INPUT ROWS:
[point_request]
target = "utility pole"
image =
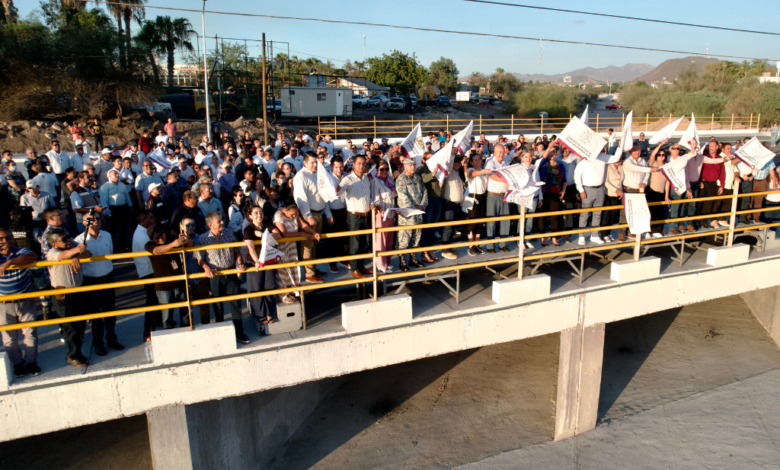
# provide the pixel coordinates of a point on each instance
(265, 101)
(205, 73)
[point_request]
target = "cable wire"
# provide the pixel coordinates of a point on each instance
(415, 28)
(606, 15)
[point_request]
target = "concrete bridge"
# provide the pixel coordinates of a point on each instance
(211, 404)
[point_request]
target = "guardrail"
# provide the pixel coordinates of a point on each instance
(375, 278)
(340, 128)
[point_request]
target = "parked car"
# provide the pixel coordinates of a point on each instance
(374, 101)
(443, 101)
(396, 104)
(359, 101)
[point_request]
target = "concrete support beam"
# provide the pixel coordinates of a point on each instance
(233, 433)
(182, 344)
(633, 271)
(367, 315)
(764, 305)
(509, 292)
(579, 379)
(728, 255)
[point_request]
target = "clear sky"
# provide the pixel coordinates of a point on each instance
(344, 42)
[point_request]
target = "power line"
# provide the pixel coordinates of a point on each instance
(622, 17)
(414, 28)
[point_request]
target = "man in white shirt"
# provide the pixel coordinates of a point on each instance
(589, 179)
(99, 243)
(59, 161)
(143, 267)
(311, 205)
(495, 198)
(328, 145)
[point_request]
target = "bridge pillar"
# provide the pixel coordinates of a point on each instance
(764, 305)
(579, 379)
(232, 433)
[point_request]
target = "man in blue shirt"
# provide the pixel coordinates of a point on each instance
(17, 281)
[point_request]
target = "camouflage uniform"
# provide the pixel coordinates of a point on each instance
(411, 193)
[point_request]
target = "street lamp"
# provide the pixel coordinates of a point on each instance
(205, 72)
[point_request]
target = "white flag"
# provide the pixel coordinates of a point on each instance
(691, 134)
(754, 154)
(413, 145)
(627, 139)
(665, 133)
(581, 140)
(637, 213)
(326, 184)
(268, 253)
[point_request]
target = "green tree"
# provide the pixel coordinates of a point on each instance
(165, 36)
(397, 70)
(444, 74)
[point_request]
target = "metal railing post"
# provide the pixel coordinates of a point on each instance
(733, 218)
(521, 244)
(373, 248)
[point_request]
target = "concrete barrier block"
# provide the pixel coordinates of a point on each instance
(289, 319)
(632, 271)
(182, 344)
(367, 315)
(728, 256)
(517, 291)
(6, 371)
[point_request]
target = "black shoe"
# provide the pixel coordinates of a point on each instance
(20, 370)
(32, 368)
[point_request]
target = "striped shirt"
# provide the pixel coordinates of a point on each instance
(218, 258)
(15, 281)
(493, 185)
(357, 192)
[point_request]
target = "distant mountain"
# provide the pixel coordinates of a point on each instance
(604, 74)
(671, 68)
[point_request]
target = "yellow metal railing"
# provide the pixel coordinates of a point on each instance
(376, 277)
(512, 126)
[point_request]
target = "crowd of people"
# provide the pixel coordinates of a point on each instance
(162, 193)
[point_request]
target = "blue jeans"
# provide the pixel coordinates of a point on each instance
(432, 214)
(676, 210)
(168, 297)
(497, 207)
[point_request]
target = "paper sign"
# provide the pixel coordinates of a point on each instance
(581, 140)
(627, 140)
(637, 213)
(665, 133)
(675, 172)
(691, 134)
(413, 143)
(463, 138)
(268, 253)
(405, 212)
(754, 154)
(326, 184)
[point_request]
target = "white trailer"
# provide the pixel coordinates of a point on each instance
(312, 102)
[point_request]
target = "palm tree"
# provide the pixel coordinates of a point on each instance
(164, 36)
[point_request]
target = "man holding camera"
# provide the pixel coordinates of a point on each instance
(99, 243)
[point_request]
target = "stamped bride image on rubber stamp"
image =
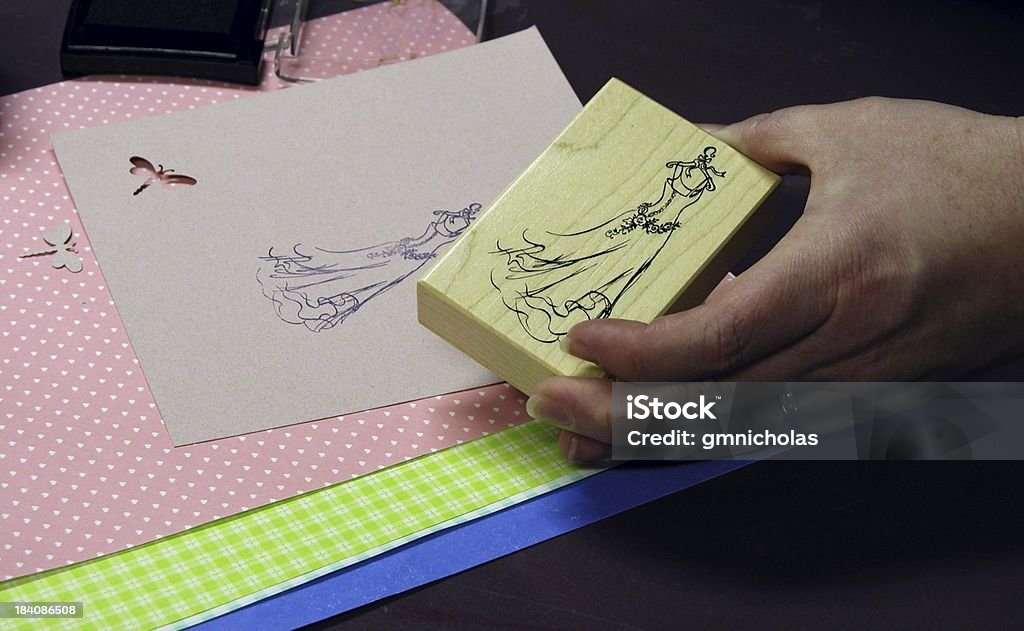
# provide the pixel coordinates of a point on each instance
(539, 278)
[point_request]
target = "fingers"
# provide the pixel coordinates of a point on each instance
(775, 303)
(583, 450)
(578, 405)
(783, 140)
(583, 409)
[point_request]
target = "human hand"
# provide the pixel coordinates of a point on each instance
(904, 265)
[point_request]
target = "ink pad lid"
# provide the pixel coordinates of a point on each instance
(204, 39)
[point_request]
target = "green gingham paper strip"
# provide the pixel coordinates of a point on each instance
(211, 570)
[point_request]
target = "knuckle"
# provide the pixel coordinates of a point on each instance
(640, 353)
(724, 343)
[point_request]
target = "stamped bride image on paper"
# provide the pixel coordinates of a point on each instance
(542, 276)
(320, 288)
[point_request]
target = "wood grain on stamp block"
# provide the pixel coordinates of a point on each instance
(614, 219)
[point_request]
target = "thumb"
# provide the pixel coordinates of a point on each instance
(782, 141)
(762, 311)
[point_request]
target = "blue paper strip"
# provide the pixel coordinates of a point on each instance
(471, 544)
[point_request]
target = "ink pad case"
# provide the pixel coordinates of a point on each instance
(203, 39)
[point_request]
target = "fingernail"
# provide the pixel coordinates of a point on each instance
(573, 444)
(573, 346)
(550, 411)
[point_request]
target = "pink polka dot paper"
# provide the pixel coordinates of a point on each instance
(86, 467)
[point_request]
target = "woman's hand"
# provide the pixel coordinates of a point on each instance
(905, 264)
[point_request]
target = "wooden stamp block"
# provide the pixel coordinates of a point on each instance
(616, 218)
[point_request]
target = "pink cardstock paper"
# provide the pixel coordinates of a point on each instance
(86, 465)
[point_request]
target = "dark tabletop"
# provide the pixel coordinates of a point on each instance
(797, 545)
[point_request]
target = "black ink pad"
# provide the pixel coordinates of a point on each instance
(205, 39)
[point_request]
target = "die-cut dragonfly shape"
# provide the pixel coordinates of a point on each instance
(61, 247)
(144, 168)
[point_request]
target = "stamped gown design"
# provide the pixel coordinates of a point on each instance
(541, 274)
(320, 288)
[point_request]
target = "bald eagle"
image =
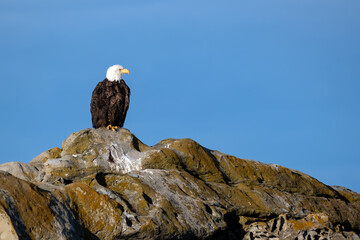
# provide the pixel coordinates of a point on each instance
(110, 100)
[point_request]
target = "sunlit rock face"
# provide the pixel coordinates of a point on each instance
(109, 185)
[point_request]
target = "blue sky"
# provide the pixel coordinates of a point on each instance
(275, 81)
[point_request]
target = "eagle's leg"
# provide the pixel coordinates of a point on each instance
(112, 127)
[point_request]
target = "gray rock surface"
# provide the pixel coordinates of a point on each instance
(109, 185)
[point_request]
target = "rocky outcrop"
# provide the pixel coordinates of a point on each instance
(109, 185)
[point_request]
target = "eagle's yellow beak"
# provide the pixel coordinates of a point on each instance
(125, 71)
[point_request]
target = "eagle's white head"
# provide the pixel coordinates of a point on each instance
(115, 72)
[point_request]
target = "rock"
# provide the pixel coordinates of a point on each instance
(109, 185)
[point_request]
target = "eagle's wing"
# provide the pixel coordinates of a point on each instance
(99, 106)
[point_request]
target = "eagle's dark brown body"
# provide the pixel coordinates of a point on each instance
(109, 103)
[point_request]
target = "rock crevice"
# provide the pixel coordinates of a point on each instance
(109, 185)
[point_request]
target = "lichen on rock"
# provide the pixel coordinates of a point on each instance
(109, 185)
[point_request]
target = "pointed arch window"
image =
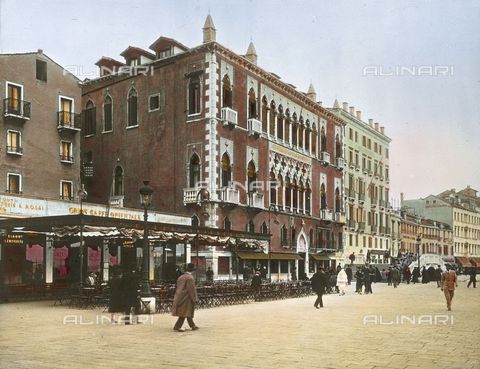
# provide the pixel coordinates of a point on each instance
(226, 92)
(251, 176)
(338, 203)
(194, 171)
(107, 114)
(338, 147)
(272, 119)
(226, 170)
(323, 140)
(273, 189)
(118, 188)
(323, 197)
(132, 108)
(264, 115)
(195, 221)
(227, 225)
(280, 123)
(252, 104)
(194, 95)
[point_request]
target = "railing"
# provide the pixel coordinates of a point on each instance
(230, 195)
(68, 120)
(14, 150)
(66, 158)
(229, 117)
(254, 127)
(116, 201)
(255, 199)
(16, 108)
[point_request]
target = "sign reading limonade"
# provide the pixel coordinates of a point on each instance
(20, 206)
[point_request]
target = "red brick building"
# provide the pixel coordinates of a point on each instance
(269, 157)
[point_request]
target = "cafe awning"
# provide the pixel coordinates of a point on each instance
(464, 262)
(317, 257)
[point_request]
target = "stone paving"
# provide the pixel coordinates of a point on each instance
(388, 329)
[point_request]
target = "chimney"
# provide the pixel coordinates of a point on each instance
(209, 31)
(311, 94)
(251, 54)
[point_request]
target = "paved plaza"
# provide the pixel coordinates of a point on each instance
(404, 328)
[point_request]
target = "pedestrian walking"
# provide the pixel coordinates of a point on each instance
(342, 281)
(473, 277)
(319, 282)
(449, 282)
(184, 300)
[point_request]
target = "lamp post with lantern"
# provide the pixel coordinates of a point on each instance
(146, 193)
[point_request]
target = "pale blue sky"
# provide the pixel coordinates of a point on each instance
(433, 120)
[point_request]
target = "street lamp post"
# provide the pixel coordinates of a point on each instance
(419, 240)
(82, 195)
(145, 200)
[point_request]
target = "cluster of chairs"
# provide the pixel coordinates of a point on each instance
(228, 293)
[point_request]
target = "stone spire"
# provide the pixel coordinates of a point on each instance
(251, 54)
(311, 94)
(209, 31)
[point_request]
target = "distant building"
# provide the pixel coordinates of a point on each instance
(461, 211)
(224, 142)
(367, 180)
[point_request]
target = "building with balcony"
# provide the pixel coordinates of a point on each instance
(226, 143)
(367, 181)
(461, 211)
(40, 126)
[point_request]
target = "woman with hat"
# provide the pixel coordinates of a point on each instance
(184, 300)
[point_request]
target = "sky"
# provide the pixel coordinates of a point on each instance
(413, 66)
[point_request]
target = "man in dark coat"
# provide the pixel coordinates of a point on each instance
(184, 300)
(130, 293)
(319, 282)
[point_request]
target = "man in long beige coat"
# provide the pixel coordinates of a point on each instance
(184, 300)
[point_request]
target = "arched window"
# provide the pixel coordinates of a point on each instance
(288, 194)
(280, 123)
(227, 225)
(194, 95)
(338, 203)
(226, 92)
(314, 140)
(107, 114)
(287, 126)
(323, 197)
(226, 171)
(89, 119)
(195, 221)
(118, 181)
(308, 197)
(132, 108)
(252, 176)
(323, 140)
(264, 228)
(272, 118)
(194, 171)
(301, 129)
(251, 227)
(273, 189)
(264, 115)
(252, 104)
(338, 147)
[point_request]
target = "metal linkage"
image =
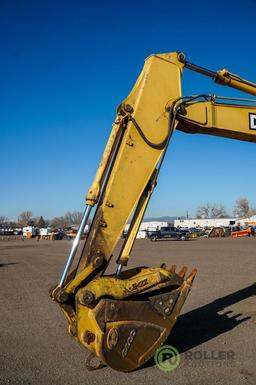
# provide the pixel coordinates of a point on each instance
(75, 245)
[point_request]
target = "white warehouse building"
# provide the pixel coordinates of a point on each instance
(216, 222)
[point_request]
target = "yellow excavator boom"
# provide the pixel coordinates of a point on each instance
(124, 317)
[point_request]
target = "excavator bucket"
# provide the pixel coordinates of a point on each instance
(125, 333)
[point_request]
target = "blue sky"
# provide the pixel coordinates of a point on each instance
(64, 68)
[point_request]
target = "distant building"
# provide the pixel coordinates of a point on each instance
(216, 222)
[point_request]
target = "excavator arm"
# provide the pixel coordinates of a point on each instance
(124, 317)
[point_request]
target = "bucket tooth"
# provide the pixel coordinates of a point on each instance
(183, 271)
(173, 268)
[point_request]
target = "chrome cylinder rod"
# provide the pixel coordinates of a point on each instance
(75, 245)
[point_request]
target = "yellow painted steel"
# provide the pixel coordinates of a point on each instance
(124, 319)
(135, 161)
(224, 77)
(219, 119)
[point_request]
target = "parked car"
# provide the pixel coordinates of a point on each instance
(168, 232)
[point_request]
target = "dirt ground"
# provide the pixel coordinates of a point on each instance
(219, 316)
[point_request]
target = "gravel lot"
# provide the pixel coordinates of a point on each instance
(219, 315)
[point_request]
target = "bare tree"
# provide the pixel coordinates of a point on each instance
(25, 218)
(218, 211)
(204, 211)
(60, 222)
(40, 222)
(243, 209)
(74, 218)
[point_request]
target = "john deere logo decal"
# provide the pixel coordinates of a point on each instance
(167, 358)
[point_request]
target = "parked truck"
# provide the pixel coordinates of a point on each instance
(168, 232)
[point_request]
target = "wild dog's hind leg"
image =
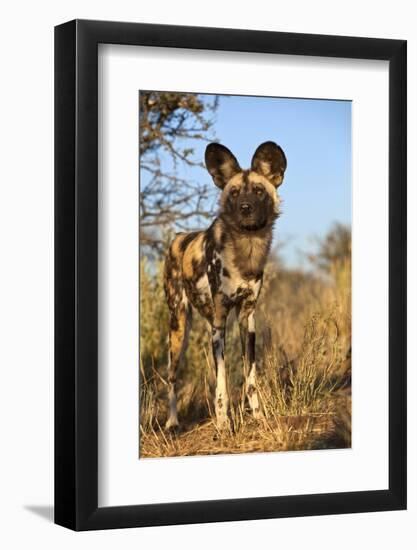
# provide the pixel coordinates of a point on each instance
(221, 403)
(248, 338)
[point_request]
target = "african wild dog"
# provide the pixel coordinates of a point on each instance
(221, 268)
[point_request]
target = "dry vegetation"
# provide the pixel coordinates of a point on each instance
(303, 356)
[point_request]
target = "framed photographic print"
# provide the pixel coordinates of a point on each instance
(230, 247)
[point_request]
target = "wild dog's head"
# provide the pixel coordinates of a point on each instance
(249, 198)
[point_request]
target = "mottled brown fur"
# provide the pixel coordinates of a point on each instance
(221, 268)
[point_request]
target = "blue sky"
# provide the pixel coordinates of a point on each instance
(316, 138)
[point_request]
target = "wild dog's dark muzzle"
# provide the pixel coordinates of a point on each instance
(246, 208)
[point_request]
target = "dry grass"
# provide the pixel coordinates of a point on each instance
(303, 355)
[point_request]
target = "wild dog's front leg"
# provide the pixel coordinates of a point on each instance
(248, 339)
(178, 335)
(221, 404)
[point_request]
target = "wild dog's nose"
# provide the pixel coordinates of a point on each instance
(246, 208)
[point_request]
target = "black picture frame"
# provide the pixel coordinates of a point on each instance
(76, 272)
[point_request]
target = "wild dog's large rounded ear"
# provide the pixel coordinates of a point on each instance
(269, 160)
(221, 164)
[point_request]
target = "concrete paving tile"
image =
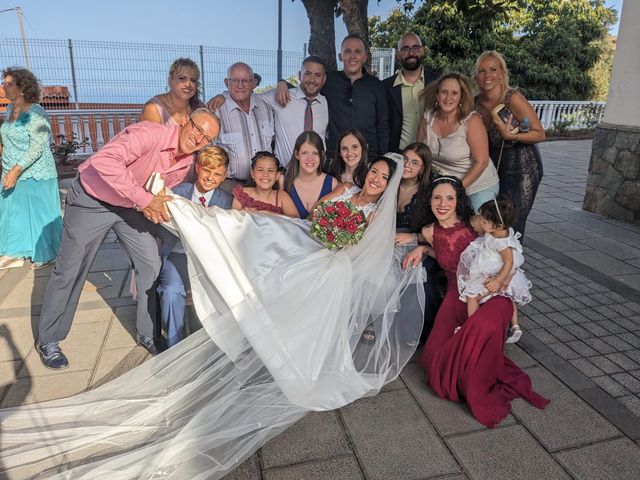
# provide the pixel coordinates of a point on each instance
(566, 408)
(90, 315)
(586, 367)
(561, 334)
(574, 231)
(392, 386)
(123, 329)
(8, 374)
(621, 309)
(556, 241)
(632, 281)
(544, 336)
(518, 355)
(317, 436)
(46, 387)
(612, 387)
(559, 319)
(617, 459)
(633, 355)
(632, 402)
(345, 468)
(543, 319)
(606, 365)
(601, 262)
(571, 302)
(632, 306)
(612, 247)
(390, 436)
(16, 338)
(628, 381)
(599, 345)
(623, 361)
(578, 316)
(484, 455)
(595, 329)
(81, 347)
(448, 417)
(613, 326)
(618, 343)
(536, 216)
(565, 352)
(581, 348)
(247, 470)
(107, 362)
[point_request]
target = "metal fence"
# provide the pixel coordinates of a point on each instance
(123, 73)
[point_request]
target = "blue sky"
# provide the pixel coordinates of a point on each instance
(224, 23)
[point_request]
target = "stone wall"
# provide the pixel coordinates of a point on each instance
(613, 184)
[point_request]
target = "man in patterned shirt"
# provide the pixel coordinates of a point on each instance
(247, 124)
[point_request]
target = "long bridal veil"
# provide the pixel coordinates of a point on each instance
(283, 321)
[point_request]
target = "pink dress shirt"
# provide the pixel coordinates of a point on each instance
(116, 174)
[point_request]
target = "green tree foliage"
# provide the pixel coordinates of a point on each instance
(551, 46)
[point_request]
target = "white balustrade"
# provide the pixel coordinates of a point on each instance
(568, 114)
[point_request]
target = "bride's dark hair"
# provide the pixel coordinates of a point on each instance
(423, 215)
(390, 162)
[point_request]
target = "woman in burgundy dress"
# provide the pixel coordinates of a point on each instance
(468, 364)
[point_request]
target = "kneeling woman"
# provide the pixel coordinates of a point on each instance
(471, 364)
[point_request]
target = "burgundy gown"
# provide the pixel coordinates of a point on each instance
(470, 365)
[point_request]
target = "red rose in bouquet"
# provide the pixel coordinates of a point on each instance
(337, 225)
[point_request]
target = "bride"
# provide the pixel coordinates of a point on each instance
(283, 319)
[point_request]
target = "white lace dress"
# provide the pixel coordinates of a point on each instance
(481, 260)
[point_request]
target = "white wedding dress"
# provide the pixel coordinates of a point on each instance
(283, 319)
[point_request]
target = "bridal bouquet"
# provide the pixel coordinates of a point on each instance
(337, 225)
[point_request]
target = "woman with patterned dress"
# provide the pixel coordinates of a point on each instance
(515, 155)
(175, 106)
(467, 364)
(30, 216)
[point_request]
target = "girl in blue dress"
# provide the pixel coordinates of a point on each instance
(304, 180)
(30, 216)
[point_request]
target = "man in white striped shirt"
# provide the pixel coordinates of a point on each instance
(247, 124)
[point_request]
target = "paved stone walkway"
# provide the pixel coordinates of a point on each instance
(581, 347)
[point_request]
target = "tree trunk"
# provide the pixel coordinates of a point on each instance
(322, 42)
(354, 16)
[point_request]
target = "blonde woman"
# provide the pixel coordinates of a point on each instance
(516, 155)
(457, 138)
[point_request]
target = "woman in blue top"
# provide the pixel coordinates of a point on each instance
(30, 217)
(304, 180)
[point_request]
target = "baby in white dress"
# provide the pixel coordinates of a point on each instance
(490, 265)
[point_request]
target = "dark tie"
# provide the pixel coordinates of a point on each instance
(308, 115)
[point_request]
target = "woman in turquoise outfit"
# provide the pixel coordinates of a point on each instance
(30, 217)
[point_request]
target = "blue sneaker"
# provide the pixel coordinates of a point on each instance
(52, 356)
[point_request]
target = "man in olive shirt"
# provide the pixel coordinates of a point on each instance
(405, 107)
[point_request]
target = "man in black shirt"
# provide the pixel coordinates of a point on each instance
(355, 100)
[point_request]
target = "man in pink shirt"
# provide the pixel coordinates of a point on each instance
(108, 194)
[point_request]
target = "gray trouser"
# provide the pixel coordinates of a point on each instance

STATED TASK: Locate each line in the records above that contains the string "long", matching case exactly, and copy those lines out.

RESPONSE:
target = "man in long beige coat"
target = "long bridal veil"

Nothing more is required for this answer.